Exercise instructions:
Should a line below contain the word "chair", report it.

Saved entries:
○ ○ ○ ○ ○

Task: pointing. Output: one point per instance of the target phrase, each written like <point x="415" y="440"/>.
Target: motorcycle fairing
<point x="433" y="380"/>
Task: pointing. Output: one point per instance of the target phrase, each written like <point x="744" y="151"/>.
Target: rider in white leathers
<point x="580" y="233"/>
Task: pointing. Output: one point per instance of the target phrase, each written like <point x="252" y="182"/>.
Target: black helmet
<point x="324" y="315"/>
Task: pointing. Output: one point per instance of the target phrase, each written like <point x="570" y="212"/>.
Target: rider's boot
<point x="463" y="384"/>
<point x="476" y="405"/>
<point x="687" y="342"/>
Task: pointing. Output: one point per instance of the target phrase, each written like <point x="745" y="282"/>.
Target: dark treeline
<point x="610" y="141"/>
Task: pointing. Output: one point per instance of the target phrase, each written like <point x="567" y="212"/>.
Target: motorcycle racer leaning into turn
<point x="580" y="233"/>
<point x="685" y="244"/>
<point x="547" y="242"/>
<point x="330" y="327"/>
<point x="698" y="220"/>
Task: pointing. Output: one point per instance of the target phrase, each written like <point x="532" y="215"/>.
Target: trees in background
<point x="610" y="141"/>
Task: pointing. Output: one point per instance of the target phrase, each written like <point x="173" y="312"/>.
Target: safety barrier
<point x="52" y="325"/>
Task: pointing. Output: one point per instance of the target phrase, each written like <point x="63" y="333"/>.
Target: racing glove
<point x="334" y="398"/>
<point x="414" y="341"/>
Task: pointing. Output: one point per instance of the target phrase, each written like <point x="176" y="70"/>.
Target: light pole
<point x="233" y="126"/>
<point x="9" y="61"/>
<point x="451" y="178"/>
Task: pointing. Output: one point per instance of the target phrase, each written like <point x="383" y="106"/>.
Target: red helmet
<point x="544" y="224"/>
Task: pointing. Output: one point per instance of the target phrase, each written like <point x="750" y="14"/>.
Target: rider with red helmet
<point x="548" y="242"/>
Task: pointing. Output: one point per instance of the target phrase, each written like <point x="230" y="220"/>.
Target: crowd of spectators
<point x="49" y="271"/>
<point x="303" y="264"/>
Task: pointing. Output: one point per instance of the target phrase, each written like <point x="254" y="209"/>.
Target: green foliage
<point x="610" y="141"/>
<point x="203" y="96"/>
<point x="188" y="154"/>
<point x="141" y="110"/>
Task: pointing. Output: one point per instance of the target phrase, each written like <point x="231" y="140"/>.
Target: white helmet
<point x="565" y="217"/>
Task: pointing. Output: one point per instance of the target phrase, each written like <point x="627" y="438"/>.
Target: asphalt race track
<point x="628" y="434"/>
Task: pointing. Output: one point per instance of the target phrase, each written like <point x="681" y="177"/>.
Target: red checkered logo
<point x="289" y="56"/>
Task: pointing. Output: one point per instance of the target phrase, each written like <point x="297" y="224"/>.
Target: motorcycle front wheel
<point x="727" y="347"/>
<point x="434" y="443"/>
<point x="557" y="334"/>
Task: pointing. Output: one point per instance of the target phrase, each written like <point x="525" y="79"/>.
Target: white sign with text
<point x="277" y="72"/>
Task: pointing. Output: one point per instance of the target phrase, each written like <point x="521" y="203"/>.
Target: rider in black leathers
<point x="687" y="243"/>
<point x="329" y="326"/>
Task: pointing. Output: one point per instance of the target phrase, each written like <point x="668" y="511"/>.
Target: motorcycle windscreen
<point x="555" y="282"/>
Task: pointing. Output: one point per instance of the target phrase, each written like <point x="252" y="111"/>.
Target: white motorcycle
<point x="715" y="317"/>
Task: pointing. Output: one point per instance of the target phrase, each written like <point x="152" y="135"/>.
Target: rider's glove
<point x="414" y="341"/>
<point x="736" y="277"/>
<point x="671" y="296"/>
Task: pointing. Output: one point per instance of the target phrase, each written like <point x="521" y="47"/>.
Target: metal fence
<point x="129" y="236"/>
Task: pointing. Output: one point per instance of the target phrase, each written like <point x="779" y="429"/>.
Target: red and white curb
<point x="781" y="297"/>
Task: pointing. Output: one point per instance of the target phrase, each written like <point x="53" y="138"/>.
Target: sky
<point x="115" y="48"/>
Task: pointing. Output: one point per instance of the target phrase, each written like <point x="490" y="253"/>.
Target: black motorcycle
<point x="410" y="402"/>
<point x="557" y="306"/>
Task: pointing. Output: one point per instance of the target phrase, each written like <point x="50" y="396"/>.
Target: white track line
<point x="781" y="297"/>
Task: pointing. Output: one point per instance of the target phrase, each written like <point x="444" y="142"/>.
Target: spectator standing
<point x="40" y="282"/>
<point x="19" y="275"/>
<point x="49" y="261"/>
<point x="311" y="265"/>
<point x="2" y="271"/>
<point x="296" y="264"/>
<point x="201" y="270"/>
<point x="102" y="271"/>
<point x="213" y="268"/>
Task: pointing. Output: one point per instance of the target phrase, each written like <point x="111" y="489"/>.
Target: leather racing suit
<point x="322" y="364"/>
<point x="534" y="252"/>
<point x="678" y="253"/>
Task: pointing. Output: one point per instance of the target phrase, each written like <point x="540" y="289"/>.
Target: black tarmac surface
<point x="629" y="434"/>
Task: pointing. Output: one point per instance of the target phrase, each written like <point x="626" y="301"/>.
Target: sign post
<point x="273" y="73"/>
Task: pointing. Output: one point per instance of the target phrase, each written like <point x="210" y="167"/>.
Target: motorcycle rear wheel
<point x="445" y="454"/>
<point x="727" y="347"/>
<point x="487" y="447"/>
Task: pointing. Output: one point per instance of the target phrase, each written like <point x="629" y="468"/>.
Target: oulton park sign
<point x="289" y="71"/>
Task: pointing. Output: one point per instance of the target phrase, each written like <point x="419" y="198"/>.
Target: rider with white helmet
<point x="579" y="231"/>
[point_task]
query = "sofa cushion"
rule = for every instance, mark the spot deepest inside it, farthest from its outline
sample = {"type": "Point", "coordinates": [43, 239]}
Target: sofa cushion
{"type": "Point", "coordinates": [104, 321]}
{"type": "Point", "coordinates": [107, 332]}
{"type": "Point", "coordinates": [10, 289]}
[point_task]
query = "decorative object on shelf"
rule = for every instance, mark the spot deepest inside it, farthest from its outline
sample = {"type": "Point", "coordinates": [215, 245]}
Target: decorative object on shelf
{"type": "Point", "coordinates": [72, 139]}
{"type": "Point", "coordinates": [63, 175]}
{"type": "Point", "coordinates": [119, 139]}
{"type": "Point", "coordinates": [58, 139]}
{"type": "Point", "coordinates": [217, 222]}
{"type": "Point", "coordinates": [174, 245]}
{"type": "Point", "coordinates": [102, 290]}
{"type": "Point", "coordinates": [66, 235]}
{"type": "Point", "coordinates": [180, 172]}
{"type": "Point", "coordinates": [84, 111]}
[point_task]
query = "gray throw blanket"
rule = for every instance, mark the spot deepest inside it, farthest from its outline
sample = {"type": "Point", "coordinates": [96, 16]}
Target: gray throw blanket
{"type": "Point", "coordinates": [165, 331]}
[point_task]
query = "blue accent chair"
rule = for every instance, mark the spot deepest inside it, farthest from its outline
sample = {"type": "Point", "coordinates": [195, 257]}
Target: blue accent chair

○ ○ ○ ○ ○

Solution for this task:
query = "blue accent chair"
Target: blue accent chair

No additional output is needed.